Provided material:
──────────
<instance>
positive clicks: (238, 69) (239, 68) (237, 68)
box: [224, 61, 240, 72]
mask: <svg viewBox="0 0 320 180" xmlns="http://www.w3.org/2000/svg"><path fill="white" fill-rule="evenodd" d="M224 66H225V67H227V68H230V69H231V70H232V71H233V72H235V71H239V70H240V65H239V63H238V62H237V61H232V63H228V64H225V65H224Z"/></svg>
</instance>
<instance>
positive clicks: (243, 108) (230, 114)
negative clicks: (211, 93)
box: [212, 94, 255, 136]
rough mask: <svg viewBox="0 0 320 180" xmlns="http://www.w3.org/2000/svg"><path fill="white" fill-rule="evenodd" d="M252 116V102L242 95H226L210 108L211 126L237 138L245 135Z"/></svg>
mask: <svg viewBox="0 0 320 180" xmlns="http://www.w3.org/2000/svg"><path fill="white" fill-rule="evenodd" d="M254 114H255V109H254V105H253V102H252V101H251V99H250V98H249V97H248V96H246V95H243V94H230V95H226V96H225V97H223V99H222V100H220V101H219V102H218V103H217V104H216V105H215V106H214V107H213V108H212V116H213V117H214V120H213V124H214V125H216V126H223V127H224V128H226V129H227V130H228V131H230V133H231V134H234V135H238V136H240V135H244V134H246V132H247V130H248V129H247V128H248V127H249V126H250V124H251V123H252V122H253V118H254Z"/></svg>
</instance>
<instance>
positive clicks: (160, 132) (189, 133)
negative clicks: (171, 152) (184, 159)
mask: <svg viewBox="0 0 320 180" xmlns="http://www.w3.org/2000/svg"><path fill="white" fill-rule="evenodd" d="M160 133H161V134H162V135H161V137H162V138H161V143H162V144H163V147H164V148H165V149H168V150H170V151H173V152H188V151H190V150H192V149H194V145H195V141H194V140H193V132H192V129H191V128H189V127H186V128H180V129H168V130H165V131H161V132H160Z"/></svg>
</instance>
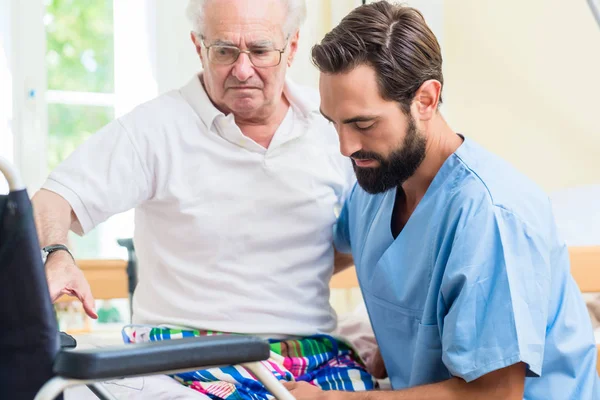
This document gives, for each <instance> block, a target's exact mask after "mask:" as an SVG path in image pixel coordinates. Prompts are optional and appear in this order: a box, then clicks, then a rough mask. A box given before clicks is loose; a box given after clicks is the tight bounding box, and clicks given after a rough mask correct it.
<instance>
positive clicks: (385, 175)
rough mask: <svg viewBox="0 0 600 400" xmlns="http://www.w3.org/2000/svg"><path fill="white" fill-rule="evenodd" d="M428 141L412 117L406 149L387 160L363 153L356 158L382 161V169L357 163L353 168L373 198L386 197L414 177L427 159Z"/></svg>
mask: <svg viewBox="0 0 600 400" xmlns="http://www.w3.org/2000/svg"><path fill="white" fill-rule="evenodd" d="M426 143H427V141H426V139H425V137H424V136H423V135H422V134H421V133H420V132H419V131H418V130H417V126H416V124H415V120H414V119H413V118H412V116H411V117H410V119H409V121H408V127H407V128H406V135H405V137H404V141H403V143H402V145H401V146H400V147H399V148H397V149H396V150H394V151H393V152H392V153H391V154H390V155H389V157H387V158H384V157H383V156H381V155H380V154H378V153H373V152H368V151H362V150H359V151H357V152H356V153H354V154H352V156H351V157H352V158H358V159H372V160H377V161H379V166H378V167H367V168H363V167H357V166H356V163H355V162H354V160H352V166H353V167H354V172H355V174H356V180H357V181H358V184H359V185H360V186H361V187H362V188H363V189H364V190H365V192H367V193H370V194H377V193H383V192H386V191H388V190H390V189H393V188H395V187H398V186H400V185H402V184H403V183H404V182H405V181H406V180H407V179H408V178H410V177H411V176H413V174H414V173H415V172H416V170H417V168H419V166H420V165H421V163H422V162H423V159H424V158H425V147H426Z"/></svg>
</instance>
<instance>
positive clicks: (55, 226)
mask: <svg viewBox="0 0 600 400" xmlns="http://www.w3.org/2000/svg"><path fill="white" fill-rule="evenodd" d="M32 206H33V213H34V219H35V225H36V229H37V231H38V237H39V241H40V245H41V246H42V247H45V246H48V245H51V244H67V235H68V233H69V229H70V228H72V227H73V228H77V229H78V230H79V229H80V228H79V222H78V220H77V217H76V216H75V213H74V212H73V209H72V208H71V205H70V204H69V203H68V202H67V201H66V200H65V199H64V198H63V197H61V196H60V195H58V194H56V193H54V192H51V191H49V190H45V189H42V190H40V191H39V192H37V193H36V194H35V195H34V196H33V198H32ZM46 278H47V280H48V290H49V291H50V297H51V299H52V301H56V300H58V298H59V297H60V296H62V295H65V294H67V295H72V296H75V297H77V298H78V299H79V300H80V301H81V303H82V304H83V308H84V310H85V312H86V313H87V315H89V316H90V317H92V318H96V317H97V315H96V311H95V307H94V297H93V296H92V291H91V289H90V285H89V284H88V282H87V280H86V279H85V277H84V276H83V272H81V270H80V269H79V268H78V267H77V265H75V260H73V258H71V256H70V255H69V254H68V253H67V252H65V251H56V252H54V253H51V254H50V255H49V256H48V259H47V260H46Z"/></svg>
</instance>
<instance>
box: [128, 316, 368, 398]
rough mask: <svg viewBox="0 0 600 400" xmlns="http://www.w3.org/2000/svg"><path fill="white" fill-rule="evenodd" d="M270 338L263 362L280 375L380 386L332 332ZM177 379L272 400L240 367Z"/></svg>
mask: <svg viewBox="0 0 600 400" xmlns="http://www.w3.org/2000/svg"><path fill="white" fill-rule="evenodd" d="M221 334H223V333H220V332H211V331H195V330H177V329H170V328H152V327H126V328H125V329H124V330H123V338H124V340H125V341H126V342H129V343H136V342H137V343H139V342H146V341H157V340H169V339H177V338H183V337H192V336H210V335H221ZM269 342H270V344H271V356H270V358H269V360H268V361H266V362H265V363H264V365H265V366H266V367H267V368H268V369H270V370H271V372H272V373H273V375H275V377H276V378H277V379H279V380H285V381H294V380H295V381H306V382H309V383H311V384H313V385H316V386H318V387H320V388H321V389H323V390H345V391H360V390H372V389H374V388H375V387H376V384H377V383H376V380H375V379H374V378H373V377H371V375H369V373H368V372H367V371H366V369H365V367H364V365H363V363H362V361H361V360H360V359H359V357H358V355H357V354H356V353H355V352H354V350H353V349H352V348H351V347H350V346H349V345H347V344H346V343H344V342H342V341H340V340H337V339H335V338H334V337H332V336H328V335H315V336H310V337H305V338H300V339H294V340H269ZM174 378H175V379H177V380H178V381H179V382H181V383H182V384H184V385H186V386H188V387H190V388H192V389H194V390H197V391H198V392H200V393H203V394H205V395H207V396H208V397H209V398H211V399H214V400H217V399H219V400H220V399H224V400H225V399H226V400H238V399H239V400H242V399H244V400H245V399H252V400H263V399H265V400H266V399H269V400H270V399H273V396H271V395H270V394H269V393H268V392H267V390H266V389H265V387H264V386H263V384H262V383H260V382H259V381H258V380H257V379H256V378H254V377H253V375H252V374H250V372H249V371H248V370H246V369H245V368H243V367H241V366H230V367H224V368H211V369H206V370H200V371H193V372H187V373H181V374H177V375H175V376H174Z"/></svg>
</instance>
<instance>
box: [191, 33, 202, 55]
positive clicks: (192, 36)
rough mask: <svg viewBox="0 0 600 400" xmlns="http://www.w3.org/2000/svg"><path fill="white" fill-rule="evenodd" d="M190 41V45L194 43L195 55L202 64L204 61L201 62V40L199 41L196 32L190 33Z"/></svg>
mask: <svg viewBox="0 0 600 400" xmlns="http://www.w3.org/2000/svg"><path fill="white" fill-rule="evenodd" d="M190 39H192V43H194V47H196V54H198V56H199V57H200V61H202V62H204V60H202V40H201V39H200V36H198V34H196V32H194V31H191V32H190Z"/></svg>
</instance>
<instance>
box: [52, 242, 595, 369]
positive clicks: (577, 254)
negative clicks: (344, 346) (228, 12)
mask: <svg viewBox="0 0 600 400" xmlns="http://www.w3.org/2000/svg"><path fill="white" fill-rule="evenodd" d="M569 254H570V257H571V274H572V275H573V277H574V278H575V281H576V282H577V284H578V285H579V289H580V290H581V291H582V292H583V293H600V246H592V247H570V248H569ZM77 264H78V265H79V267H80V268H81V269H82V270H83V273H84V274H85V277H86V278H87V280H88V282H89V283H90V286H91V288H92V293H93V295H94V297H95V298H96V299H98V300H109V299H118V298H124V299H126V298H128V297H129V292H128V290H127V273H126V268H127V261H124V260H78V262H77ZM330 287H331V288H332V289H338V290H340V289H341V290H351V289H355V288H357V287H358V279H357V278H356V273H355V271H354V268H349V269H347V270H345V271H342V272H340V273H339V274H336V275H335V276H334V277H333V278H332V279H331V282H330ZM59 301H72V298H69V297H63V298H61V299H60V300H59ZM598 371H599V372H600V345H599V347H598Z"/></svg>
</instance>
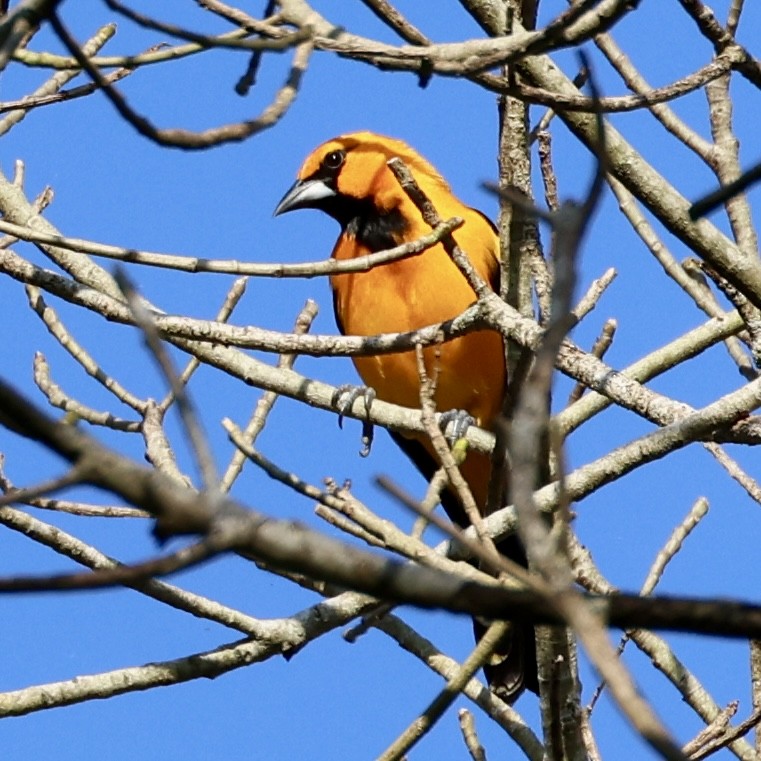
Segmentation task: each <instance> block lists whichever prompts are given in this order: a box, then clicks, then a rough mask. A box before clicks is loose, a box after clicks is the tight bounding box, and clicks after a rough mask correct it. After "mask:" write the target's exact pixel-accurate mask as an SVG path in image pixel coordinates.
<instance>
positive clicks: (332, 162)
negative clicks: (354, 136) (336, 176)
mask: <svg viewBox="0 0 761 761" xmlns="http://www.w3.org/2000/svg"><path fill="white" fill-rule="evenodd" d="M345 159H346V154H345V153H344V152H343V151H331V152H330V153H329V154H328V155H327V156H325V158H324V159H323V160H322V165H323V166H324V167H325V169H330V171H332V172H335V171H336V169H340V168H341V165H342V164H343V163H344V160H345Z"/></svg>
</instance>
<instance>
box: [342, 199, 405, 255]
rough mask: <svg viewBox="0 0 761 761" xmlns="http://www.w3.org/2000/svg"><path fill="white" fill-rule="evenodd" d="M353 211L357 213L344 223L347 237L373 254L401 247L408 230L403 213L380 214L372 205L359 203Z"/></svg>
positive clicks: (367, 203)
mask: <svg viewBox="0 0 761 761" xmlns="http://www.w3.org/2000/svg"><path fill="white" fill-rule="evenodd" d="M353 211H354V212H355V213H354V214H353V215H351V216H348V218H346V221H345V222H343V223H342V224H343V228H344V231H345V232H346V234H347V235H349V236H351V237H352V238H354V239H355V240H356V241H357V242H358V243H360V244H361V245H363V246H365V247H367V248H368V249H369V250H370V251H371V252H375V251H383V250H384V249H387V248H393V247H394V246H397V245H399V243H400V242H401V240H402V237H403V235H404V232H405V230H406V229H407V222H406V220H405V219H404V217H403V216H402V214H401V212H399V211H397V210H394V211H390V212H389V213H388V214H379V213H378V211H377V210H376V209H375V207H374V206H373V204H371V203H365V204H363V203H357V204H356V207H355V208H354V209H353Z"/></svg>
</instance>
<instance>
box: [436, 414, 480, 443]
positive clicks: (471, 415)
mask: <svg viewBox="0 0 761 761" xmlns="http://www.w3.org/2000/svg"><path fill="white" fill-rule="evenodd" d="M450 423H451V424H452V428H451V430H450V431H449V433H447V428H448V427H449V425H450ZM475 424H476V419H475V418H474V417H473V416H472V415H471V414H470V413H468V412H466V411H465V410H447V411H446V412H442V413H441V417H440V418H439V427H440V428H441V430H442V431H443V432H444V434H445V435H446V437H447V441H448V442H449V445H450V446H453V445H454V444H455V442H457V441H459V440H460V439H463V438H465V434H467V432H468V428H470V426H472V425H475Z"/></svg>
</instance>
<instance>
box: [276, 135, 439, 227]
mask: <svg viewBox="0 0 761 761" xmlns="http://www.w3.org/2000/svg"><path fill="white" fill-rule="evenodd" d="M394 157H399V158H400V159H402V161H404V163H405V164H406V165H407V166H408V168H409V169H410V170H411V171H412V174H413V175H414V177H415V179H416V180H417V182H418V184H419V185H420V186H421V188H422V190H423V191H424V192H426V193H427V194H431V193H433V195H434V196H436V195H440V193H441V191H444V192H445V193H446V194H447V195H451V194H450V191H449V186H448V185H447V183H446V182H445V180H444V179H443V178H442V177H441V175H440V174H439V173H438V172H437V171H436V170H435V169H434V168H433V166H431V164H429V163H428V162H427V161H426V160H425V159H424V158H423V157H422V156H421V155H420V154H419V153H417V152H416V151H414V150H413V149H412V148H410V146H409V145H407V144H406V143H404V142H402V141H401V140H394V139H393V138H389V137H384V136H383V135H376V134H374V133H372V132H354V133H352V134H349V135H342V136H341V137H336V138H334V139H333V140H328V141H327V142H326V143H323V144H322V145H321V146H319V147H318V148H316V149H315V150H314V151H312V153H310V154H309V156H307V158H306V160H305V161H304V163H303V164H302V166H301V169H300V170H299V173H298V179H297V180H296V182H295V183H294V185H293V186H292V187H291V188H290V189H289V190H288V192H287V193H286V194H285V196H283V198H282V200H281V201H280V203H279V204H278V205H277V208H276V209H275V215H278V214H283V213H285V212H287V211H293V210H294V209H320V210H322V211H324V212H326V213H327V214H330V216H332V217H334V218H335V219H337V220H338V221H339V222H341V223H345V222H346V221H347V220H349V219H352V218H353V217H354V216H356V214H357V211H358V210H359V209H361V208H362V207H365V208H366V207H367V206H368V205H372V207H374V210H375V212H376V213H379V214H388V213H390V212H392V211H395V210H398V211H403V210H404V209H405V207H407V205H410V206H411V202H410V201H409V200H408V199H407V196H406V194H405V193H404V191H403V190H402V189H401V187H400V186H399V183H398V182H397V180H396V178H395V177H394V175H393V173H392V172H391V170H390V169H389V168H388V161H389V160H390V159H392V158H394ZM437 191H438V192H437Z"/></svg>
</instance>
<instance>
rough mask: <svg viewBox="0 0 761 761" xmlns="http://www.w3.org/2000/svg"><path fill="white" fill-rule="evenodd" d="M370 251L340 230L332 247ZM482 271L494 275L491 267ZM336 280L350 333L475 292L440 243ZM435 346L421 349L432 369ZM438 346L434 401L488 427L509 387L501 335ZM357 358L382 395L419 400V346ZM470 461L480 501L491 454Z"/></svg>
──────────
Action item: From the top of the material above, please transcribe each line exactly. Include the line with "box: [212, 94, 255, 136]" and end there.

Result below:
<instance>
positive clicks: (238, 69) (239, 68) (237, 68)
box: [224, 61, 240, 72]
mask: <svg viewBox="0 0 320 180" xmlns="http://www.w3.org/2000/svg"><path fill="white" fill-rule="evenodd" d="M224 66H225V67H227V68H230V69H231V70H232V71H233V72H235V71H239V70H240V65H239V63H238V62H237V61H232V63H228V64H225V65H224Z"/></svg>
</instance>
<instance>
positive clicks: (243, 108) (230, 114)
negative clicks: (211, 93)
box: [212, 94, 255, 136]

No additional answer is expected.